Task:
Give the entries again exactly. Skip the pictures.

====== Supplied data

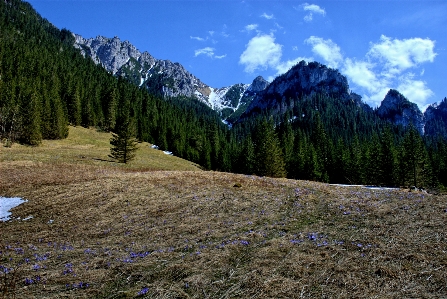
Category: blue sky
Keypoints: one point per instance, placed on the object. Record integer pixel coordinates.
(378, 45)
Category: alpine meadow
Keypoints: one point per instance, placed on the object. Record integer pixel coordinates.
(138, 180)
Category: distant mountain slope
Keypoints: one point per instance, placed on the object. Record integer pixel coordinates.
(400, 111)
(304, 79)
(436, 119)
(163, 77)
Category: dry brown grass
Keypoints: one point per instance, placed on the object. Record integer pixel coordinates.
(192, 234)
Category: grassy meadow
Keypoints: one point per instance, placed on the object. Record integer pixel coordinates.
(159, 227)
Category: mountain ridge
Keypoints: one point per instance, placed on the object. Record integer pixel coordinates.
(238, 101)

============

Exercise output:
Category: blue sky
Keypoints: one point per instance, placed on the object. Record integer pixel coordinates.
(378, 45)
Category: alpine meadow
Keypoints: one point per instance, placed on the object. Record integer pixel coordinates.
(138, 180)
Category: distant mountain slope
Keypoints: one point per instance, placed on the object. Record integer pixel coordinates.
(400, 111)
(304, 79)
(436, 119)
(163, 77)
Category: dry brown grass
Keypoints: one point per instance, placed on the object. Record integer pixel coordinates.
(192, 234)
Category: grassy meadow
Keypoints: one point per instance, placed on the object. Record integer pixel coordinates.
(159, 227)
Category: mountain ridge
Keypoints: one point per instance, placed on the object. Record integer pixel coordinates.
(238, 101)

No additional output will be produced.